• [SUPPLIED TEXT]:
--------------------------------------------------

You have a business idea. You have a well-defined market. You have just about everything you need to get started with doing business in the state of New York... except the business itself.

Registering an LLC in the state of New York shouldn’t be an intimidating process. In this guide, we’ll go over the specific steps you’ll need to take with the state to properly established and register your Limited Liability Corporation the right way.


Naming the LLC

  • First you need to know that the name of your LLC is available. The key here: according to the New York Division of Corporations, State Records, and UCC, your name should be “distinguishable” from the other corporations and business names on file.
  • This means you don’t want to start drawing up any signs yet until you’re absolutely sure your LLC will have a unique name. And if you do have signs made up, you’ll want to consider naming the LLC itself something different if you already see it in the database.

How to Tell if Your Name is Taken

  • The state of New York offers an online search. There are three options to choose from: “begins with,” “contains,” and “partial.” Don’t proceed with your LLC until you’re absolutely sure that your unique name hasn’t come up under any of these specific search definitions.
  • If you have a unique LLC name in mind and can’t find any other instances of it in New York, then you’ll likely be able to proceed to the next step. If you’re still not sure, you have time right now to brainstorm other names to be used with your LLC that don’t sound too similar to preexisting options already established in New York.

Is the Domain Name Available?

  • There’s one more search you’ll want to enter before you’re fully confident that you have the name you want: domain name.
  • The “domain name” refers to an address such as Essentially, it’s your web address.
  • It can be more difficult finding a unique domain name than it is a unique LLC name. Why? Because at this stage, you’re not only looking at local New York LLC’s—you’re looking at the domain registry of the entire world.
  • One key here: when you register your domain, try to find something unique, and don’t include numbers. Your LLC can automatically lose some credibility with its web audience if your site sounds like “MyLLC392.”

Select a Registered/ Statutory Agent

  • In its simplest terms, a registered agent is someone who can receive mail on behalf of the LLC, such as tax forms. Of course, the term registered agent goes deeper than that. But at the outset of your LLC’s creation, you’ll need to assign an individual to serve as this registered agent—a third party from the company. ​Incfile offers FREE Registered Agent service for the first year with every package or as a $0 standalone service.​​​
  • A registered agent is a third party with some intense responsibilities, including receiving notices for your business, correspondence from the state’s Secretary of State, and can even receive tax forms and notifications of lawsuits. The seriousness of these responsibilities means you’ll want to include a registered agent you can trust with your business’s most sensitive matters.

--------------------------------------------------

• [RAW DATA]:
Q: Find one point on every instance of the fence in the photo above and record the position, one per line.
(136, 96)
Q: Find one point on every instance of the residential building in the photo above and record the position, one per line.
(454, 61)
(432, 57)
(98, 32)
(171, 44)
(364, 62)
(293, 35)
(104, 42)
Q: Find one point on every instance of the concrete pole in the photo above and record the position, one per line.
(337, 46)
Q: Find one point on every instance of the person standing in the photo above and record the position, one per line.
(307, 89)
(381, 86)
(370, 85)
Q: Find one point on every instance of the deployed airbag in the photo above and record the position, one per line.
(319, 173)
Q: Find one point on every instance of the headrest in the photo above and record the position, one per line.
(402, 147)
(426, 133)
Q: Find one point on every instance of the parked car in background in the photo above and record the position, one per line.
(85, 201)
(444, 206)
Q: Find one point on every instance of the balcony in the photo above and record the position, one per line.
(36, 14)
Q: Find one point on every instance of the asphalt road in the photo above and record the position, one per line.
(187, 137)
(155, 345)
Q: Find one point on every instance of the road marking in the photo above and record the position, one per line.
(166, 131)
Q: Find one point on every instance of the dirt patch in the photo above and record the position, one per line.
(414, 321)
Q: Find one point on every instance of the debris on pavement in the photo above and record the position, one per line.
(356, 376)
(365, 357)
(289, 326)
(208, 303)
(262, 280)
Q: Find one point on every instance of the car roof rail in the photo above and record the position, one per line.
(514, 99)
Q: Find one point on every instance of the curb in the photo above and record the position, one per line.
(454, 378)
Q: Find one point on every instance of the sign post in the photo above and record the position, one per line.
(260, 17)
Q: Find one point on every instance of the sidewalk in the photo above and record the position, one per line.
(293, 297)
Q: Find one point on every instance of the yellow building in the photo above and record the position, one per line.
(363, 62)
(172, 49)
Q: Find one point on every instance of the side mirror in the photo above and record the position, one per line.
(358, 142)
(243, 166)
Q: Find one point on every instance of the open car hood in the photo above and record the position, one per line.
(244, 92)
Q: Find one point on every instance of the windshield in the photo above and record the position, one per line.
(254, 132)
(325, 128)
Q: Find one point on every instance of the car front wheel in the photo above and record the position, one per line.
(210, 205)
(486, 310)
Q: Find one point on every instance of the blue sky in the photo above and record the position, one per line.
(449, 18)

--------------------------------------------------

• [WHAT TO WORK ON]:
a) Transcribe the stretch of the New York LLC guide from "Registering an LLC" through "the right way.".
b) Repeat word for word the stretch of the rows from the line containing "Q: Find one point on every instance of the blue" through the final row.

• [SOLUTION SET]:
a)
Registering an LLC in the state of New York shouldn’t be an intimidating process. In this guide, we’ll go over the specific steps you’ll need to take with the state to properly established and register your Limited Liability Corporation the right way.

b)
Q: Find one point on every instance of the blue sky in the photo above and record the position, one per line.
(449, 18)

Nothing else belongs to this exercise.